PROBLEM TO SOLVE: Counting with case, how many lines in the rows below contain the string "background"? Reply with the number alone.
-- START OF INFORMATION SUPPLIED --
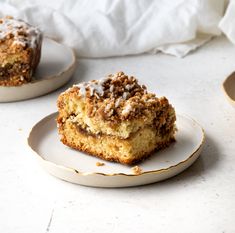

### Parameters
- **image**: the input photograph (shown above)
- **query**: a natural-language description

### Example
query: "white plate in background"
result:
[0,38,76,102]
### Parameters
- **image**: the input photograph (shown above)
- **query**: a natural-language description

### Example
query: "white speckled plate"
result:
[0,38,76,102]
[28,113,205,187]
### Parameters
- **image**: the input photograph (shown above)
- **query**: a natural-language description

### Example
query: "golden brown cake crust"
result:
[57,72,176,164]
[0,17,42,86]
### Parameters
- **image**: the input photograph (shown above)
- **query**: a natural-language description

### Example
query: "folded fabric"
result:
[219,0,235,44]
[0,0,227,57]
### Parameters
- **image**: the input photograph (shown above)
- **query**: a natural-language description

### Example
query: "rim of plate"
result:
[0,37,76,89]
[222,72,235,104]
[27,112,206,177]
-- END OF INFORMATION SUPPLIED --
-- START OF INFORMATION SUPPLIED --
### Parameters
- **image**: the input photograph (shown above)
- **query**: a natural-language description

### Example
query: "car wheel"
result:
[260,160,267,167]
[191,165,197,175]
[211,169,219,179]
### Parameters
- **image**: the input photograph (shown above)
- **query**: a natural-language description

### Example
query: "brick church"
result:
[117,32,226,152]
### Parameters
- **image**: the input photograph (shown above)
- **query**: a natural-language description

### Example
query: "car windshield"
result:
-- END OF INFORMATION SUPPLIED --
-- START OF INFORMATION SUPPLIED --
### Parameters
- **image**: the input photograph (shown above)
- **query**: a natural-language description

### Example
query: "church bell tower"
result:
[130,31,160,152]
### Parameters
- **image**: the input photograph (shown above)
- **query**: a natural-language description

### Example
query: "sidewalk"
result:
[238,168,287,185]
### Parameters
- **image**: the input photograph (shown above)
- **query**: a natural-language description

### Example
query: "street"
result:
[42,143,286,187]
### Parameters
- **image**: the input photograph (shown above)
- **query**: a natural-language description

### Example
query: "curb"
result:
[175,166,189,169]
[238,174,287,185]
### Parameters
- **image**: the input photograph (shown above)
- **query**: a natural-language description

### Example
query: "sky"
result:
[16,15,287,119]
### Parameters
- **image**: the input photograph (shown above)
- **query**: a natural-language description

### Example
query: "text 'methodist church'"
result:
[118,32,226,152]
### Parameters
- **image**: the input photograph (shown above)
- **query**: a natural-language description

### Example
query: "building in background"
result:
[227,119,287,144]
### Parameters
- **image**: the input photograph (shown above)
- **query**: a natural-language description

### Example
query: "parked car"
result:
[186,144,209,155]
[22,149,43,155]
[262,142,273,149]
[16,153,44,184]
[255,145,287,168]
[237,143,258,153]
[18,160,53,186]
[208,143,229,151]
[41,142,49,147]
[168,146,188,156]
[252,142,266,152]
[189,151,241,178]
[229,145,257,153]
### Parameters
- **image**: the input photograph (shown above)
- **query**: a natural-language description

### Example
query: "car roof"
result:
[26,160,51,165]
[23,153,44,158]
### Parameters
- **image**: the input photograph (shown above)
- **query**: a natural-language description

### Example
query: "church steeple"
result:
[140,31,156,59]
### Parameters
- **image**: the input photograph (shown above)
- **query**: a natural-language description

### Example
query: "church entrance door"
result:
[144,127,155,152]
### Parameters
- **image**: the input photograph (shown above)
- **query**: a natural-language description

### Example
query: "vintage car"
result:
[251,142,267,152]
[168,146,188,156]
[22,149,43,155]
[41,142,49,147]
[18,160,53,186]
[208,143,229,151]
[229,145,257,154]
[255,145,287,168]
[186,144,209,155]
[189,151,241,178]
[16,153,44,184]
-- END OF INFORMATION SUPPLIED --
FINAL RESULT: 2